# Excerpts of pointing data
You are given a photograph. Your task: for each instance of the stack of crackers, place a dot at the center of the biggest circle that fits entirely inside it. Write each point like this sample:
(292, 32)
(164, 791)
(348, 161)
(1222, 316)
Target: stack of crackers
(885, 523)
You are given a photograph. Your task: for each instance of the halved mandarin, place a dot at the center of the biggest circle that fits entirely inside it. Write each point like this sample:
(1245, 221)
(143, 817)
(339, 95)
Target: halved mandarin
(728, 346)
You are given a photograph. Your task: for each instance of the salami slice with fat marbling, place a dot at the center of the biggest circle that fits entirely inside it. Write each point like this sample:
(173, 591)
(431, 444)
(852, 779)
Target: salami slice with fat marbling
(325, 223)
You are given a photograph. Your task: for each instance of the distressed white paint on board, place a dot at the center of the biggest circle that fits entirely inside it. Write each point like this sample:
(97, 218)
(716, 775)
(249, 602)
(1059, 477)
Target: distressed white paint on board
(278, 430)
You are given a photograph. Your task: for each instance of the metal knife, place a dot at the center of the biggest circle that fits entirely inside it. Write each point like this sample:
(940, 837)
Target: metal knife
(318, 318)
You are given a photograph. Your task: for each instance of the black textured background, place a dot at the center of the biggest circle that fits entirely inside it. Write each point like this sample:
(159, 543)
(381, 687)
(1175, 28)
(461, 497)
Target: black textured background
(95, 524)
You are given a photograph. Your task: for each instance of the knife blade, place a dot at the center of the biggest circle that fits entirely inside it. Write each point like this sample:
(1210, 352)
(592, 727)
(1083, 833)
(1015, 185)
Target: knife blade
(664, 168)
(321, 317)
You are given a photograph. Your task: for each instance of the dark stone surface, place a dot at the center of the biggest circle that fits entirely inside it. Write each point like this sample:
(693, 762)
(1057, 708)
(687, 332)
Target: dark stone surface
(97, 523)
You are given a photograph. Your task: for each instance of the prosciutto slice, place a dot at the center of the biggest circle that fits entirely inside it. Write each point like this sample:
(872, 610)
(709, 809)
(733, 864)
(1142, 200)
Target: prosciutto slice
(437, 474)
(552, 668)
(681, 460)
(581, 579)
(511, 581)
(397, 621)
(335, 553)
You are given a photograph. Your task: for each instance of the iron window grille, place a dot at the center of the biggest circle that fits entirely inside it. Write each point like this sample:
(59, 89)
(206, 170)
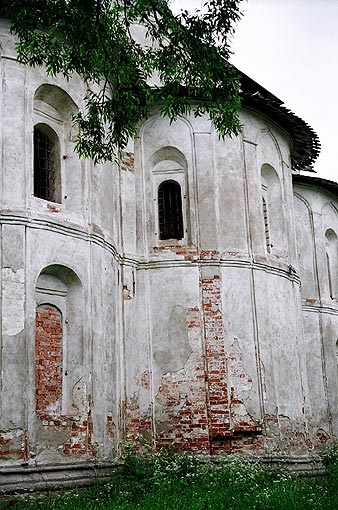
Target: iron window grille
(44, 166)
(170, 210)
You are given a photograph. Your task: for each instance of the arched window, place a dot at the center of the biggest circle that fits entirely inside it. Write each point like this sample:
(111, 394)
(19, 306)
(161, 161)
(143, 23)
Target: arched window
(170, 215)
(47, 182)
(266, 225)
(331, 243)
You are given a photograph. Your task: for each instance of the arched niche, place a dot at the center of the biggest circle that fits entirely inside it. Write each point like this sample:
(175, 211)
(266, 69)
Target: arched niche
(47, 168)
(58, 288)
(331, 251)
(272, 211)
(305, 244)
(170, 196)
(53, 111)
(54, 101)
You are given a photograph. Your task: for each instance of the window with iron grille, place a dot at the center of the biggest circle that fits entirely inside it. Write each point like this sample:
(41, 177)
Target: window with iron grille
(266, 225)
(45, 163)
(170, 215)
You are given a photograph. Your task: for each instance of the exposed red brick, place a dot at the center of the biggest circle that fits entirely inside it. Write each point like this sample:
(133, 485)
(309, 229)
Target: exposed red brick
(48, 361)
(127, 161)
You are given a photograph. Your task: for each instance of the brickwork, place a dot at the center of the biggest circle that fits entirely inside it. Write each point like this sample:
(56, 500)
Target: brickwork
(13, 444)
(182, 418)
(79, 441)
(219, 406)
(48, 367)
(48, 381)
(127, 161)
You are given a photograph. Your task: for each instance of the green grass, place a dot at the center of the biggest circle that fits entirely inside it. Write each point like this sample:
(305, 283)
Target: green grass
(169, 481)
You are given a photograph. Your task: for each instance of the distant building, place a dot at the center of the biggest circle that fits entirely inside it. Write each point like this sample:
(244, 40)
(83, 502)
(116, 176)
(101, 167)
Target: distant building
(188, 297)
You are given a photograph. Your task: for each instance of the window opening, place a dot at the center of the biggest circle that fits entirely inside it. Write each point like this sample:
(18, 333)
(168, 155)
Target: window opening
(44, 166)
(266, 225)
(329, 275)
(170, 210)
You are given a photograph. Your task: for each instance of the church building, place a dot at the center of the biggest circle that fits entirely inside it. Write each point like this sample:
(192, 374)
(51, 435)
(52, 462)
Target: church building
(187, 297)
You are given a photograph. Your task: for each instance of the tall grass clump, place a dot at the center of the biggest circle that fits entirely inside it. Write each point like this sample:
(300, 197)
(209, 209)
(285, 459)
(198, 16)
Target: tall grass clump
(172, 481)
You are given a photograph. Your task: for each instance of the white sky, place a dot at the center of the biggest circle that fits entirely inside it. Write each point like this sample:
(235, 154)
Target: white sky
(290, 47)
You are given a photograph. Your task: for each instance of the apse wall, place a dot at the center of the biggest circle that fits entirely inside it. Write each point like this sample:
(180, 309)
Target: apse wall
(60, 276)
(316, 232)
(217, 314)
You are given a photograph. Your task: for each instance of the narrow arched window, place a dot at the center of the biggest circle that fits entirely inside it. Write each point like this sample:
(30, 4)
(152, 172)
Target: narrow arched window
(46, 164)
(331, 244)
(170, 210)
(266, 225)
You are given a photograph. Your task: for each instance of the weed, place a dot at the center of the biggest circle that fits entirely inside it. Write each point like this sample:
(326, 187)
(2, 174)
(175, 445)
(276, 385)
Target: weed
(171, 481)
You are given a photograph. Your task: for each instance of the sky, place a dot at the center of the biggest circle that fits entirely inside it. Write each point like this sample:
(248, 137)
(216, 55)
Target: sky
(290, 47)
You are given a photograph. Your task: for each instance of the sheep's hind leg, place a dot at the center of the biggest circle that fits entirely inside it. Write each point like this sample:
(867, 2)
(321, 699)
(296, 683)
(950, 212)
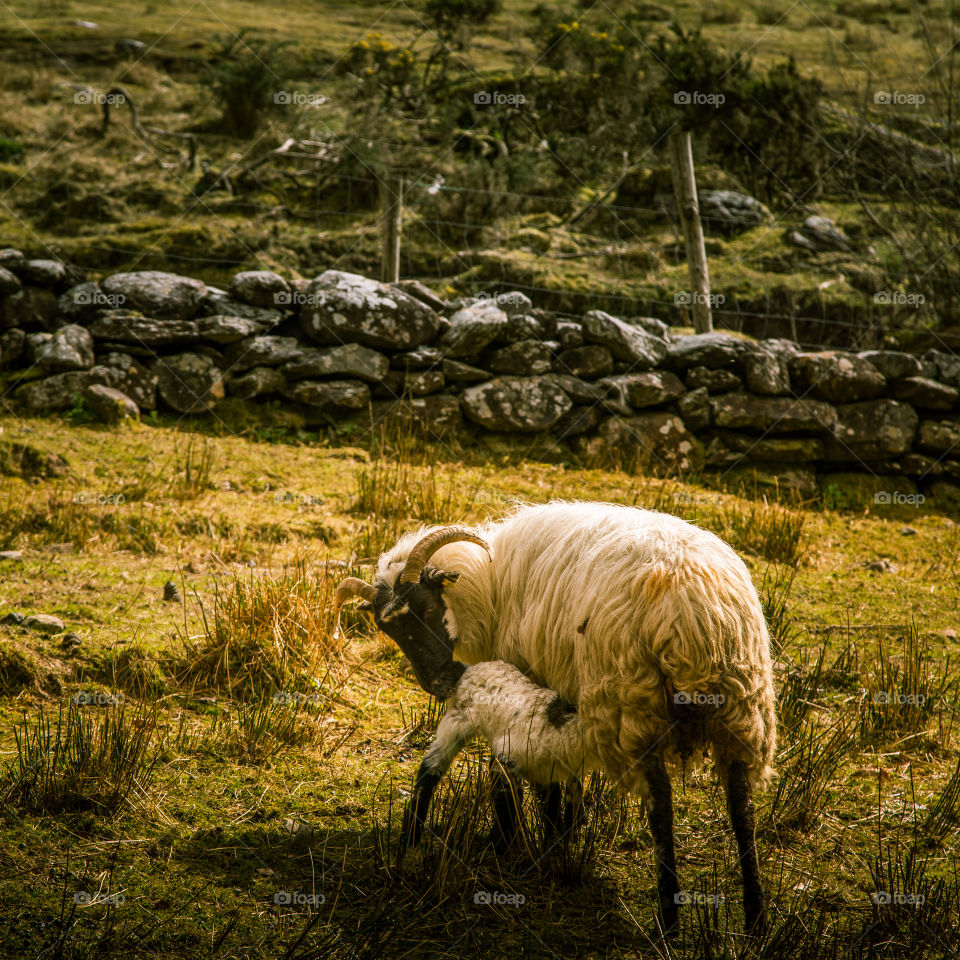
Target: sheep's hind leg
(550, 798)
(740, 808)
(415, 815)
(507, 795)
(659, 806)
(573, 815)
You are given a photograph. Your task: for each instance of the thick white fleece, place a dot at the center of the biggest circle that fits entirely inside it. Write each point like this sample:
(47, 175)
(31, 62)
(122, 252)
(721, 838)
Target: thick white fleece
(632, 615)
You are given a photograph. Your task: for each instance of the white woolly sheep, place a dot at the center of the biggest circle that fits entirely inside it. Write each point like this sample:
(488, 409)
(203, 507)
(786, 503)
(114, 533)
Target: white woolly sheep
(650, 625)
(532, 732)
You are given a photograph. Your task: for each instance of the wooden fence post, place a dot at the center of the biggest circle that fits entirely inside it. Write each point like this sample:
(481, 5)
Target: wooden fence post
(685, 191)
(391, 201)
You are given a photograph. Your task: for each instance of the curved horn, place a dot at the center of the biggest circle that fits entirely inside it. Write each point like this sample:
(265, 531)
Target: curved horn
(349, 588)
(431, 543)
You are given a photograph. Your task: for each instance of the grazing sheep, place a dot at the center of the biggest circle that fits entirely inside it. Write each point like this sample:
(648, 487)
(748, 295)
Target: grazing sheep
(650, 625)
(532, 732)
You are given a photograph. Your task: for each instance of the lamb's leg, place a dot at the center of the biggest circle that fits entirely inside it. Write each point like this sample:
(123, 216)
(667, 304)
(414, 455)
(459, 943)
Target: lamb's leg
(740, 808)
(573, 808)
(449, 741)
(507, 794)
(660, 814)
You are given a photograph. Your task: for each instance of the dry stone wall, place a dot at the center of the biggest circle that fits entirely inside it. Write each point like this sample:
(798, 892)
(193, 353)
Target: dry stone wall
(341, 344)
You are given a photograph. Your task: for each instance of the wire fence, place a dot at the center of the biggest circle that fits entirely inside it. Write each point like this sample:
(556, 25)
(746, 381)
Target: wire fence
(437, 249)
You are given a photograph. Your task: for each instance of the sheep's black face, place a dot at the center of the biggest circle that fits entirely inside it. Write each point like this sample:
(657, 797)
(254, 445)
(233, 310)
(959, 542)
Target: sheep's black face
(413, 616)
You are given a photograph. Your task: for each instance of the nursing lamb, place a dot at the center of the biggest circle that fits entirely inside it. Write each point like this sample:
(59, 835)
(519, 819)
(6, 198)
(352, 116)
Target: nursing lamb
(651, 626)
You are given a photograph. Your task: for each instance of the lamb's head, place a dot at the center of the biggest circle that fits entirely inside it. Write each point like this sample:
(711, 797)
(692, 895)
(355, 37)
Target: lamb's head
(408, 605)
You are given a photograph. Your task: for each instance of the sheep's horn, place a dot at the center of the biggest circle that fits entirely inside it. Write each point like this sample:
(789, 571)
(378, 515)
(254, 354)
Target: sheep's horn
(431, 543)
(349, 588)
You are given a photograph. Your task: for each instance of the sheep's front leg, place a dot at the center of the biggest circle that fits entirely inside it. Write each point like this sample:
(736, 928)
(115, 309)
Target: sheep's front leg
(448, 742)
(659, 805)
(740, 808)
(507, 795)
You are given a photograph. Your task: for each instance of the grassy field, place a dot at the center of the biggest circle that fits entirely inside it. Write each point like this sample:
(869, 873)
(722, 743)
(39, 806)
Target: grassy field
(109, 200)
(226, 752)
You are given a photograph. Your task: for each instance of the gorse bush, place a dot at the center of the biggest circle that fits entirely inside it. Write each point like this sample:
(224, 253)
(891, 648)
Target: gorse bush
(246, 76)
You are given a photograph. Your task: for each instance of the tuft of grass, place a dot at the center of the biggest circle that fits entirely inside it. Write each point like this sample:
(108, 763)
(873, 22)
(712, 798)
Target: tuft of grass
(900, 695)
(396, 490)
(944, 812)
(264, 633)
(193, 468)
(808, 766)
(265, 728)
(87, 521)
(751, 524)
(89, 757)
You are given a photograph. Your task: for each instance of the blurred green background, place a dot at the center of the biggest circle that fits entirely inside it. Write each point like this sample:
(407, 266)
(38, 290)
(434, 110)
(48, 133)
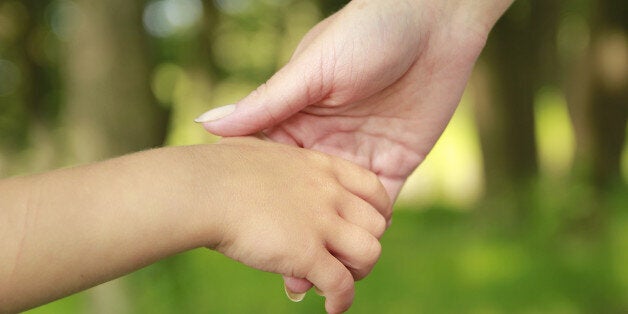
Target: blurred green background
(521, 208)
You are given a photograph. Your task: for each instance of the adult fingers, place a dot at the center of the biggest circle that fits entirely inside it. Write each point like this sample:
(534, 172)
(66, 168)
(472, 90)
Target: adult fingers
(296, 288)
(334, 281)
(360, 213)
(294, 87)
(355, 248)
(364, 184)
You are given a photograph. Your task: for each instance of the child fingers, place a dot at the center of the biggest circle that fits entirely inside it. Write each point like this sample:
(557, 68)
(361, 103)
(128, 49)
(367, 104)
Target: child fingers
(365, 184)
(355, 247)
(334, 281)
(360, 213)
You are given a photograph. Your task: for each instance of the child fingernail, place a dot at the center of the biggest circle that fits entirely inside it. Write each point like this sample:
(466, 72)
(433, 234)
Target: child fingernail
(294, 297)
(216, 114)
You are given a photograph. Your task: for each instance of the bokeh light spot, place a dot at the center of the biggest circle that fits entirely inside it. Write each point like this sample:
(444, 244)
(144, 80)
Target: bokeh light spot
(10, 77)
(233, 6)
(165, 18)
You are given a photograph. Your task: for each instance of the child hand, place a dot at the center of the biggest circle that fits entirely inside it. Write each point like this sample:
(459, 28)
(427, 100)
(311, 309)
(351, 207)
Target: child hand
(301, 214)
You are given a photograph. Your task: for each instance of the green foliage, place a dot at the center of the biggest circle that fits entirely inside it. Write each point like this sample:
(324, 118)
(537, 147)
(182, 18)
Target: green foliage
(438, 260)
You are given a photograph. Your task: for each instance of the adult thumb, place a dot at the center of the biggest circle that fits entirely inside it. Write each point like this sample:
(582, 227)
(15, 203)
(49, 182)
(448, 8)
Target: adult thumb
(287, 92)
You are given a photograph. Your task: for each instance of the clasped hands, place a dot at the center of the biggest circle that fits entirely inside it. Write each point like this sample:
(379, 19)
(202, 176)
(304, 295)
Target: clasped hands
(375, 84)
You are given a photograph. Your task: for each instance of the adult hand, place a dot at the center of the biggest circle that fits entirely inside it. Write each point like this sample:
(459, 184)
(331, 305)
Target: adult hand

# WHAT IS REQUIRED
Your task is to reproduce, exactly and exclusively, the lines from the one holding "green foliage, place" through the final line of the listing.

# SOLUTION
You are given a photograph. Your task: for each instance of the green foliage, place a dot at the center of the biggest circle that fits entirely inside it. Write each point like this sample:
(324, 118)
(537, 147)
(182, 18)
Target: green foliage
(438, 260)
You are given a photograph. Your task: for each instance of the adult thumb, place a dot at the center of the biggest circle that fits entirely inside it. Write each point like this sample:
(582, 227)
(15, 203)
(49, 182)
(448, 8)
Target: adult thumb
(287, 92)
You are given a photograph. Your task: for each instance of the clasped hands, place a dot at the center of the biggest circle that fits entirely inside it. Write each point like this sample:
(379, 19)
(202, 176)
(304, 295)
Target: clasped hands
(375, 84)
You are given a photograph. Your task: for each instance of the adult hand, place a dot at the center of the biggest circle that fits entirely inside it. Write each point like this sample:
(459, 184)
(331, 305)
Target: adult hand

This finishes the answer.